**What the exercise asks:**
Reproduce the following lines word for word, keeping every character and line break unchanged.

**Records provided:**
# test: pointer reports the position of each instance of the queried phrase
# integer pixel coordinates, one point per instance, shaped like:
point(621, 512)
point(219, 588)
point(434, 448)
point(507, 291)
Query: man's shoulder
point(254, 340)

**Solution to this problem:**
# test: pointer reports the position of each instance of the queried phrase
# integer pixel coordinates, one point per instance, shaped like:
point(621, 512)
point(219, 588)
point(434, 448)
point(507, 291)
Query: man's shoulder
point(254, 340)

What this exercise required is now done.